Every line of the records must be repeated exactly; pictures stay out.
## START MATERIAL FOR THIS TASK
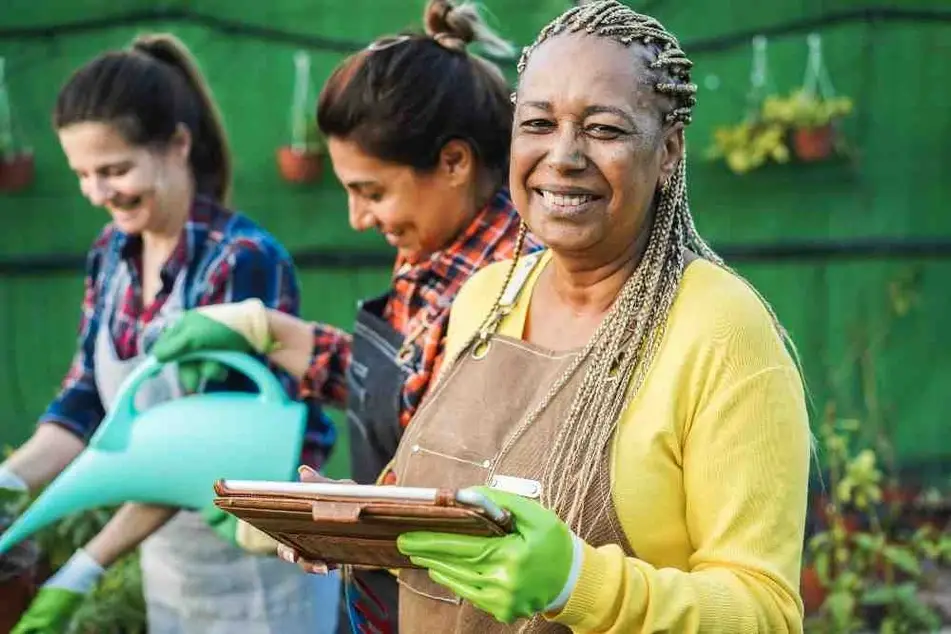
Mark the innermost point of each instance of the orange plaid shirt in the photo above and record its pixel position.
(418, 306)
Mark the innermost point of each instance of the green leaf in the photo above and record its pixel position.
(902, 559)
(841, 606)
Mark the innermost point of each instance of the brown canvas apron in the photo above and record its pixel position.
(457, 438)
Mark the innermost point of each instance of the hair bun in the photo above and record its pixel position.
(456, 26)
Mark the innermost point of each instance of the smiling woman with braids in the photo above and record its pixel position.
(641, 390)
(627, 396)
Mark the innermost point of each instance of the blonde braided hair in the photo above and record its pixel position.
(623, 347)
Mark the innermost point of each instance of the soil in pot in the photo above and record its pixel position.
(18, 582)
(814, 144)
(299, 167)
(16, 172)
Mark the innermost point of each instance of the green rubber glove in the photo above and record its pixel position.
(238, 327)
(516, 576)
(50, 613)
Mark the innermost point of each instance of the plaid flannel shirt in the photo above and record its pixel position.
(418, 306)
(228, 259)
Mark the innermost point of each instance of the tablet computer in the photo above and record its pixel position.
(344, 523)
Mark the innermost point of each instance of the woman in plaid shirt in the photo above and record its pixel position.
(418, 132)
(143, 136)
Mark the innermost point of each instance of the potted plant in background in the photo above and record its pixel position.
(116, 606)
(778, 128)
(876, 563)
(302, 160)
(749, 145)
(809, 121)
(16, 165)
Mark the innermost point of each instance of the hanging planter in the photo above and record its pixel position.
(16, 164)
(777, 129)
(302, 161)
(810, 122)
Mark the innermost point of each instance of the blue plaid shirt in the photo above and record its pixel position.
(227, 258)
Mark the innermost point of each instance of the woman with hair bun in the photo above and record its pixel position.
(418, 131)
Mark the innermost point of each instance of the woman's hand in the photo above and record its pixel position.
(239, 327)
(292, 556)
(531, 570)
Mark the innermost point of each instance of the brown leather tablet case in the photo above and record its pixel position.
(357, 531)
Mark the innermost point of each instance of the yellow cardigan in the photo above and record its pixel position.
(709, 474)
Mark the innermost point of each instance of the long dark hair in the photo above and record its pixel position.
(145, 92)
(404, 97)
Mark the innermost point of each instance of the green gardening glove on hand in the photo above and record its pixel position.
(238, 327)
(50, 613)
(531, 570)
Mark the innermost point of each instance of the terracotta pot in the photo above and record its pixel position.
(811, 589)
(18, 583)
(299, 167)
(813, 144)
(16, 172)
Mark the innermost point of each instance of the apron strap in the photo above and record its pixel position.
(517, 283)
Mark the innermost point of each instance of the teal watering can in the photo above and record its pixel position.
(173, 452)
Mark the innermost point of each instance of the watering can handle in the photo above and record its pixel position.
(113, 433)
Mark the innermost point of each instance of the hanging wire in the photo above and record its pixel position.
(6, 123)
(299, 107)
(817, 76)
(759, 77)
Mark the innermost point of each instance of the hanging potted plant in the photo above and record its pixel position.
(753, 142)
(16, 165)
(749, 145)
(810, 120)
(778, 128)
(302, 160)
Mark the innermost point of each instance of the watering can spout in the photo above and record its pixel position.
(172, 453)
(60, 499)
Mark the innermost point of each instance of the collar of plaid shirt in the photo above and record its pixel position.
(202, 218)
(489, 237)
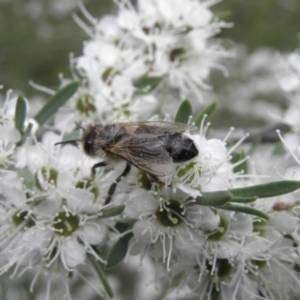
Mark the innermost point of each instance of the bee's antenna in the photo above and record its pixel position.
(66, 142)
(79, 126)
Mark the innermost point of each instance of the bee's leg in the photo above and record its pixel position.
(114, 185)
(95, 166)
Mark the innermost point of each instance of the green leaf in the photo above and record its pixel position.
(118, 251)
(278, 149)
(267, 190)
(242, 199)
(111, 212)
(56, 101)
(215, 199)
(184, 112)
(146, 84)
(236, 157)
(27, 177)
(207, 111)
(245, 209)
(20, 113)
(97, 266)
(25, 134)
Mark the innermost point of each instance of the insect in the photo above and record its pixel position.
(149, 146)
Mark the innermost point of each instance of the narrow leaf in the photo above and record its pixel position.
(207, 111)
(184, 112)
(267, 190)
(245, 209)
(215, 199)
(97, 266)
(238, 156)
(118, 251)
(56, 101)
(242, 199)
(25, 134)
(20, 113)
(27, 177)
(111, 212)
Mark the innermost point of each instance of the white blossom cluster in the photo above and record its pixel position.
(57, 229)
(136, 61)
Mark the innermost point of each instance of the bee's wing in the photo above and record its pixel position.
(145, 152)
(157, 127)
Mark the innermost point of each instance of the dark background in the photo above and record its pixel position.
(35, 40)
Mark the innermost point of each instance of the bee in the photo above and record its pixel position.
(149, 146)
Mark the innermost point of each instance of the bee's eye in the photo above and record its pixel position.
(88, 147)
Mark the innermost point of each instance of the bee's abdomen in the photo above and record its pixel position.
(180, 147)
## END MATERIAL FOR THIS TASK
- [WRITTEN ANSWER]:
Mark the innermost point of each instance of the orange plaid shirt in the photo above and record its pixel position.
(418, 306)
Mark the innermost point of each instance of the green leaf in the photo above and record its pixel position.
(902, 559)
(841, 606)
Mark the innermost point of each instance of the brown canvas apron in the photo above and record its pixel position.
(457, 438)
Mark the innermost point of each instance of the hair bun in the photo above and record its pixel position.
(456, 26)
Mark the innermost point of each instance of the smiling woman with braids in the photo above and record its pixel position.
(641, 390)
(627, 396)
Mark the innermost point of each instance of the blonde braided hair in the photo above and record its pixel position.
(623, 347)
Mark the innermost point of each instance of the soil in pot in the photo above and record its pixel position.
(18, 582)
(814, 144)
(299, 167)
(16, 172)
Mark the innermost point of each instance of the green rubber glove in the photo above and record its pixel position.
(238, 327)
(516, 576)
(50, 613)
Mark the innermost point of each instance of the plaid flannel shirt in the photo above and record its pixel position.
(418, 306)
(228, 259)
Mark the innermost point of each instance of the tablet computer in the photo above and record its pixel position.
(344, 523)
Mark the innermost point of each instance of the woman in plaid shirt in the photo above and record its pixel position.
(418, 132)
(143, 136)
Mark the innermost point of each instance of the potted plant in background in the photo above and record its pixel position.
(116, 606)
(778, 128)
(876, 563)
(302, 160)
(749, 145)
(809, 121)
(16, 165)
Mark the innermost point of each instance of the hanging planter in the photo above and record its pixel position.
(16, 164)
(777, 129)
(302, 161)
(810, 122)
Mark the innermost point of each instance of the blue plaid shirt in the photo above and record its pixel position.
(227, 258)
Mark the innermost point of each instance of the woman with hair bun in the photo above and record its pixel position.
(418, 131)
Mark the innermost point of each instance of the woman's hand in the photo above and record its pixel position.
(239, 327)
(292, 556)
(531, 570)
Mark the innermost point of each instance of the brown leather tablet case in the photo above and record its pixel position.
(357, 531)
Mark the innermost point of each instance of the yellow cardigan in the photo above and record its pixel position.
(709, 474)
Mark the innermost point of each instance of the long dark hair in the photo above and record its pixel position.
(145, 92)
(404, 97)
Mark the innermost point of each instance of the green gardening glove on hand in the photo above and record its pixel position.
(238, 327)
(50, 613)
(531, 570)
Mark the innermost point of each instance of the terracotta pot in the photo above and record its pixel position.
(811, 589)
(18, 583)
(299, 167)
(813, 144)
(16, 172)
Mark the innermost point of each instance of the apron strap in the photo above and record its pixel position.
(517, 283)
Mark the innermost point of each instance of the teal watering can in the photo above and record its pixel position.
(173, 452)
Mark the innermost point of each instance of the watering can handle in the photo above and record its pixel position.
(113, 433)
Mark the innermost point of each instance of the hanging wire in the photo above and record its pixel position.
(6, 123)
(299, 107)
(817, 76)
(759, 77)
Mark the innermost point of each instance of the hanging potted plant in the photo above and record its pixel position.
(753, 142)
(16, 165)
(749, 145)
(810, 120)
(778, 128)
(302, 160)
Mark the innermost point of each instance of the watering can spout in the photo above and record its pixel position.
(172, 453)
(60, 499)
Mark the innermost point of each instance of the collar of plaid shirt in the photo above and record its pixel position.
(202, 218)
(489, 237)
Mark the innermost point of each instance of the bee's antenna in the photo above and record its pixel position.
(66, 142)
(79, 126)
Mark the innermost point of each instance of the bee's leg in the photo above and record its pixel position.
(114, 185)
(95, 166)
Mark the innermost point of each instance of the green leaf in the photo above and record its pixel position.
(118, 251)
(278, 149)
(267, 190)
(242, 199)
(111, 212)
(56, 101)
(215, 199)
(184, 112)
(146, 84)
(236, 157)
(27, 177)
(207, 111)
(245, 209)
(20, 113)
(97, 266)
(25, 134)
Mark the innermost point of each instance of the insect in the photo above and record its pixel position.
(149, 146)
Mark the innermost point of each instance of the narrow leaf in the photo above and record its pixel position.
(207, 111)
(184, 112)
(267, 190)
(245, 209)
(215, 199)
(97, 266)
(238, 156)
(118, 251)
(56, 101)
(242, 199)
(25, 134)
(20, 113)
(27, 177)
(111, 212)
Mark the innermost point of each instance of the white blossom cluster in the photo above and record its pixel position.
(57, 229)
(136, 61)
Mark the innermost point of each instance of the bee's wing in the photo above and record its pixel position.
(145, 152)
(157, 127)
Mark the innermost point of each instance of the dark background in the photo above and record its pixel position.
(35, 40)
Mark the innermost point of each instance of the bee in the photo above and record its pixel position.
(149, 146)
Mark the innermost point of each instance of the bee's eye in the photo above and record its pixel position.
(88, 147)
Mark the innermost point of each instance of the bee's abdomen in the photo above and record its pixel position.
(180, 147)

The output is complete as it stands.